• **CHALLENGES**:
(1) According to the Voyager text, in what year did NASA release Pale Blue Dot Revisited?
(2) Reproduce every one of the rows below, character for character.

• **SOURCE TEXT**:
((
AND it's not even dead! despite supposedly being a "dying spacecraft" all the way back in 1990, Voyager 1 is not expected to be fully out of commission until 2036. to keep the probe alive they've switched off unneeded tools, adjusted its trajectory, even essentially updated the firmware, and through all that time it's basically never stopped sending back priceless data for scientists to analyze.
this is the original Pale Blue Dot, by the way:
it's relevant because "a single point of light smaller than one pixel" makes a lot more sense in the context of the original than it does in the heavily corrected version up top, where our pale blue dot looks more like a vibrant dwarf star. the difficulty of spotting earth in these waving curtains of space IS the entire impact of the picture! the blue dot is "pale" because it's hard to see! by making earth stand out so brilliantly, Terribly Interesting have inadvertently created the impression that earth is this vibrant glowing pearl, bright for all to see for billions of miles around. and it just isn't! the point is not that we can see earth from far away, but that we almost can't, because we aren't the center of the universe! when science educators past have used this image they often referred to one where the earth is circled in bright red, which only further emphasizes how small and fragile our home really is.
but hey, if you DO want an improved version of Pale Blue Dot you don't even need photoshop:
this is Pale Blue Dot Revisited, released by NASA in 2020. this is a reinterpretation of the original data using modern image processing techniques to create a more realistic or at least more high-definition rendering of the scene. it's important to understand that this is not the original image dropped into photoshop and airbrushed. strictly speaking, there isn't an "original" Pale Blue Dot the way there are negatives of traditional photography. astrophotography is almost always the product of raw data being deliberately interpreted by scientists, so the same data can produce many different images (ie if they want to emphasize the infrared spectrum vs visible light). similar work was done by Don P. Mitchell in ~2005 to enhance images taken by Soviet Venera probes of the surface of Venus to be less noisy.
here's an original:
and here's Mitchell's version:
i'm not here to argue which is "better" (and i highly recommend you read the source for this one because it's quite fascinating), just to give another example of the process in action and hopefully clarify how it's distinct from editing a jpeg in photoshop. also i just think it's neat!
which is the real reason i went to the trouble of making this post. Terribly Interesting may indeed find all of this to be terribly interesting, but it appears to be interest for the sake of a vague transient feeling of having been interested and little else. it doesn't name the probe, the photo in question, nor does it give historical context for the mission it was part of. the only substantial thing it says about the probe, that Voyager 1 is a "dying spacecraft", is so frustratingly oversimplified it may as well just be a lie.
))
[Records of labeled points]
((
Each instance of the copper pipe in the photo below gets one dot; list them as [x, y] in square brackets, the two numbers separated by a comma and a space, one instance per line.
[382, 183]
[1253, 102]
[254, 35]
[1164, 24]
))
• **COMPLETE ANSWERS**:
(1) 2020

(2)
Each instance of the copper pipe in the photo below gets one dot; list them as [x, y] in square brackets, the two numbers separated by a comma and a space, one instance per line.
[382, 183]
[1253, 102]
[254, 35]
[1164, 24]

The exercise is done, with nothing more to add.